SLC34A2 gene compound heterozygous mutation identification in a patient with pulmonary alveolar microlithiasis and computational 3D protein structure prediction

Huiying Wang; Xinzhen Yin; Dingwen Wu; Xinguo Jiang

doi:10.1016/j.mgene.2014.07.004

SLC34A2 gene compound heterozygous mutation identification in a patient with pulmonary alveolar microlithiasis and computational 3D protein structure prediction

Meta Gene. 2014 Aug 15:2:557-64. doi: 10.1016/j.mgene.2014.07.004. eCollection 2014 Dec.

Authors

Huiying Wang¹, Xinzhen Yin¹, Dingwen Wu², Xinguo Jiang³

Affiliations

¹ Department of Allergy and Clinical Immunology, the Second Affiliated Hospital, College of Medicine, Zhejiang University, Hangzhou 310009, China.
² The Children's Hospital, College of Medicine, Zhejiang University, Hangzhou, China.
³ Department of Medicine, VA Palo Alto Health Care System, Stanford University School of Medicine, Stanford, CA, 94305, USA.

Abstract

We recently diagnosed a patient with pulmonary alveolar microlithiasis (PAM). Because loss-of-function mutations of the SLC34A2 gene are responsible for the development of PAM, we sought to sequence the SLC34A2 gene of the patient and his direct relatives, with a purpose to identify mutations that caused the PAM of the patient as well as the carriers of his family. We found a novel compound heterozygous mutation of the SLC34A2 gene in this patient, which were the mutations of c.1363T > C (p. Y455H) in exon 12 and c.910A > T (p. K304X) in exon 8. Computational prediction of three-dimensional (3D) structures of the mutants revealed that the Y455H mutation resulted in a formation of irregular coils in the trans-membrane domain and the K304X mutation resulted in protein truncation. Our study suggested that sequencing of the SLC34A2 gene together with a computational prediction of the 3D structures of the mutated proteins may be useful in PAM diagnosis and prognosis.

Keywords: Autosomal recessive; Computational prediction; Protein structure; SLC34A2.

> **Data section**
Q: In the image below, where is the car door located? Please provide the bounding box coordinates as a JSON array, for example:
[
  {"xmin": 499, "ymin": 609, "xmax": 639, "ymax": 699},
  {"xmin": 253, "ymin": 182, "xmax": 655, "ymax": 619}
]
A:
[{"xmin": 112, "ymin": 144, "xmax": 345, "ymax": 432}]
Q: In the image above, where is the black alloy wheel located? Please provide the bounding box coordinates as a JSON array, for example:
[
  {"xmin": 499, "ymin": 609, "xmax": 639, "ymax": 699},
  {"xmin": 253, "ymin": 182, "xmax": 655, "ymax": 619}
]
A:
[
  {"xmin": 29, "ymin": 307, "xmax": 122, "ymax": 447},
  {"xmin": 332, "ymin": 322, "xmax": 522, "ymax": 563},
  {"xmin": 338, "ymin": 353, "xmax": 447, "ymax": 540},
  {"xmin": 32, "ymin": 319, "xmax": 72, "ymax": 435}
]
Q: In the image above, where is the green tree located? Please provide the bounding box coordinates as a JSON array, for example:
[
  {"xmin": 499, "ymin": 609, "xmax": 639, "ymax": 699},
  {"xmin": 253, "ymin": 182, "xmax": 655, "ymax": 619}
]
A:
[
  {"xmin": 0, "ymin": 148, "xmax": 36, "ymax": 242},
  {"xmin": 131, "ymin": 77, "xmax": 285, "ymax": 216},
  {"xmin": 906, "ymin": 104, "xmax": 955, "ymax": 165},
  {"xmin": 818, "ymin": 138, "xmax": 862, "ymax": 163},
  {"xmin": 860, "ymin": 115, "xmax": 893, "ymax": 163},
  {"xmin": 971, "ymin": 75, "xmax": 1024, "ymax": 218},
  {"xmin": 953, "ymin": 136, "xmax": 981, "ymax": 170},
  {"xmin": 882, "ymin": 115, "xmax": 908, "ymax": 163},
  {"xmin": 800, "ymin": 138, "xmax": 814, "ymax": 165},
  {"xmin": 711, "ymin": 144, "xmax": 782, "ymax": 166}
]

> **Assigned task**
Reproduce the full SLC34A2 abstract above word for word, from the title through the keywords.

> **Output**
SLC34A2 gene compound heterozygous mutation identification in a patient with pulmonary alveolar microlithiasis and computational 3D protein structure prediction

Huiying Wang; Xinzhen Yin; Dingwen Wu; Xinguo Jiang

doi:10.1016/j.mgene.2014.07.004

SLC34A2 gene compound heterozygous mutation identification in a patient with pulmonary alveolar microlithiasis and computational 3D protein structure prediction

Meta Gene. 2014 Aug 15:2:557-64. doi: 10.1016/j.mgene.2014.07.004. eCollection 2014 Dec.

Authors

Huiying Wang¹, Xinzhen Yin¹, Dingwen Wu², Xinguo Jiang³

Affiliations

¹ Department of Allergy and Clinical Immunology, the Second Affiliated Hospital, College of Medicine, Zhejiang University, Hangzhou 310009, China.
² The Children's Hospital, College of Medicine, Zhejiang University, Hangzhou, China.
³ Department of Medicine, VA Palo Alto Health Care System, Stanford University School of Medicine, Stanford, CA, 94305, USA.

Abstract

We recently diagnosed a patient with pulmonary alveolar microlithiasis (PAM). Because loss-of-function mutations of the SLC34A2 gene are responsible for the development of PAM, we sought to sequence the SLC34A2 gene of the patient and his direct relatives, with a purpose to identify mutations that caused the PAM of the patient as well as the carriers of his family. We found a novel compound heterozygous mutation of the SLC34A2 gene in this patient, which were the mutations of c.1363T > C (p. Y455H) in exon 12 and c.910A > T (p. K304X) in exon 8. Computational prediction of three-dimensional (3D) structures of the mutants revealed that the Y455H mutation resulted in a formation of irregular coils in the trans-membrane domain and the K304X mutation resulted in protein truncation. Our study suggested that sequencing of the SLC34A2 gene together with a computational prediction of the 3D structures of the mutated proteins may be useful in PAM diagnosis and prognosis.

Keywords: Autosomal recessive; Computational prediction; Protein structure; SLC34A2.